Rewrite the records below as a numbered list with blank lines omitted, starting at the line that contains "Put a point on every instance of the forearm" and ending at the final line of the records.

Dataset excerpts on pointing to objects:
-- start --

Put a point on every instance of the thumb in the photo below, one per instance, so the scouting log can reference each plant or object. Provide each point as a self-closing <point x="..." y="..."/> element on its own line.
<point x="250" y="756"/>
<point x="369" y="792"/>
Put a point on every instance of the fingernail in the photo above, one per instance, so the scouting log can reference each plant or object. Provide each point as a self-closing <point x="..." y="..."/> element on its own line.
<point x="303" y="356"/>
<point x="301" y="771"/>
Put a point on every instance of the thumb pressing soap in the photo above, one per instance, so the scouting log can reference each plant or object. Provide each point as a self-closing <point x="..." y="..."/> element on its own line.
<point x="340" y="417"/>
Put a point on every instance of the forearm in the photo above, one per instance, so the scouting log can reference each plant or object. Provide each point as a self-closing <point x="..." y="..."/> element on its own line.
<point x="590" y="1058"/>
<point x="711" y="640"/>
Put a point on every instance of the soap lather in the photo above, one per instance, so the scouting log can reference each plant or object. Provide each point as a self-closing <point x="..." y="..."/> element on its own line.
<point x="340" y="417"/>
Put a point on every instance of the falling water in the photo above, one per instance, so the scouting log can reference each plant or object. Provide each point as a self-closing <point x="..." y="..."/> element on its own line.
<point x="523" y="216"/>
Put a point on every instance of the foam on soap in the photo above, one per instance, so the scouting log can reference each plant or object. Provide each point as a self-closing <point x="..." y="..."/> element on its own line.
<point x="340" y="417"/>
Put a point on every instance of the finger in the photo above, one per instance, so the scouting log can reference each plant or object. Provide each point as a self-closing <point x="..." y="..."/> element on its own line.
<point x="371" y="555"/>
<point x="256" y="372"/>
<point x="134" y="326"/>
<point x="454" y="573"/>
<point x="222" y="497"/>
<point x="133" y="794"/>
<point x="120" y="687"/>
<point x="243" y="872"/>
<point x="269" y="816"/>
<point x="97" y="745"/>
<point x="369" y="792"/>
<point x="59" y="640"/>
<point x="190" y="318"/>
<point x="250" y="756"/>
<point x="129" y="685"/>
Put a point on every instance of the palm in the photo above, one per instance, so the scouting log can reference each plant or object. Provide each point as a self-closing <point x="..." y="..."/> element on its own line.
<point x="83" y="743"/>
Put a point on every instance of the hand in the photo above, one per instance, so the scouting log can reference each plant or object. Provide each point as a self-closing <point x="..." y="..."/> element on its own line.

-- end --

§ THE RESPONSE:
1. Put a point on every instance of the forearm in the photo above, one per instance, so the scouting log can reference each plant or object. Provide each point as a self-closing <point x="..." y="..."/> element on its own line.
2. <point x="590" y="1058"/>
3. <point x="711" y="640"/>
4. Put a point on every instance of the soap lather in the photo above, one per instance, so the scouting log can reference each plant or object. Provide each point as a self-closing <point x="..." y="..."/> element on its own line.
5. <point x="340" y="417"/>
6. Put a point on every instance of the falling water in the photo above, one per instance, so the scouting log can reference each plant or object. Provide each point as a self-closing <point x="..." y="..."/> element on its own line.
7. <point x="523" y="216"/>
8. Put a point on every instance of the foam on soap in the photo above, one per instance, so the scouting log can reference each plant or object. Provide each point as a self-closing <point x="..." y="..."/> element on its own line.
9. <point x="340" y="417"/>
10. Put a point on every instance of the finger in the photo above, one per instance, so the scouting log can reference each plant or object. Provide each point as a self-closing <point x="..." y="..."/> element on its own line.
11. <point x="371" y="555"/>
12. <point x="256" y="372"/>
13. <point x="134" y="326"/>
14. <point x="454" y="573"/>
15. <point x="222" y="497"/>
16. <point x="133" y="794"/>
17. <point x="120" y="687"/>
18. <point x="243" y="872"/>
19. <point x="269" y="816"/>
20. <point x="97" y="745"/>
21. <point x="369" y="792"/>
22. <point x="59" y="640"/>
23. <point x="190" y="318"/>
24. <point x="250" y="756"/>
25. <point x="129" y="685"/>
26. Put a point on every instance of the palm in the photo above, one per instance, so the scouting log can reference each plant or object. Provide each point as a self-closing <point x="..." y="..."/> element on its own line.
27. <point x="83" y="743"/>
28. Put a point on every instance of the hand in the photo above, one per instance, so the scouting log can reference each plant or object. Provide each point as a self-closing <point x="..." y="..."/> element on its own line.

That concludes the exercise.